■ **SELECTION**

"""

Note: It is advisable not to directly compare floating point values for equality.
For example, two vectors are provided as input parameters to the DOT_PRODUCT()
function.
INSERT INTO dp_t1 VALUES(JSON_ARRAY_PACK('[0.6,0.8]'), JSON_ARRAY_PACK('[0.6,0.8]')); SELECT DOT_PRODUCT(a, b) FROM dp_t1; **** +---------------------+ | DOT_PRODUCT(a, b) | +---------------------+ | 1.0000000596046448 | +---------------------+
In this example, the output is not 1.0
as would be expected. The output 1.0
would be possible only if the input vector values are perfectly representable in floating point.
Example: Computing A Large Number of Dot Products Efficiently, When there are Repeating Inputs
Suppose x
and y
are lists of vectors, where x
contains a large number of items. For each vector in x
, you want to calculate the dot product for each vector in y
, where the vector in x
is the first dot product input and the vector in y
is the second dot product input. To compute this efficiently, you can separate x
and y
into two tables perform a cross join. For example,
SELECT x.vector, DOT_PRODUCT(x.vector, y.vector) FROM x,y;
When DOT_PRODUCT(x.vector, y.vector)
is calculated using a vector in x.vector
for each vector in y.vector
, the vector in x.vector
is loaded from memory to CPU only once.
Example: Typecasting the Datatype Using Suffixes
To perform this operation on vectors specified in a format other than the default 32-bit floating point number, specify a suffix with the DOT_PRODUCT()
function. For example,
SELECT DOT_PRODUCT_I16(JSON_ARRAY_PACK_I16('[12,10]'),JSON_ARRAY_PACK_I16('[8,6]')) "Result"; **** +--------+ | Result | +--------+ | 156 | +--------+

"""

■ **WORK INSTRUCTIONS**
Can you copy the dot product passage from "Note: It is" up to and including "to the DOT_PRODUCT()", swapping "advisable" for "recommended"?

■ **INFORMATION PROVIDED**
"""

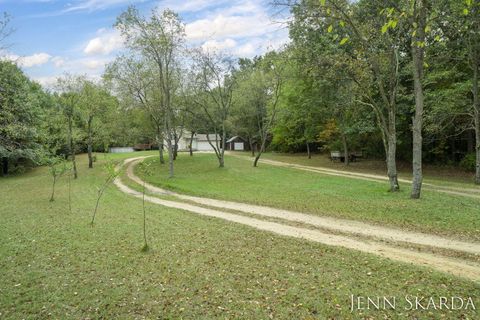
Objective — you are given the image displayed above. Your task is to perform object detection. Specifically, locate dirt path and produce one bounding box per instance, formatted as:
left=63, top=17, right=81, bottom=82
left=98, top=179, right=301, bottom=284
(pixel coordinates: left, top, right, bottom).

"""

■ **FINAL ANSWER**
Note: It is recommended not to directly compare floating point values for equality.
For example, two vectors are provided as input parameters to the DOT_PRODUCT()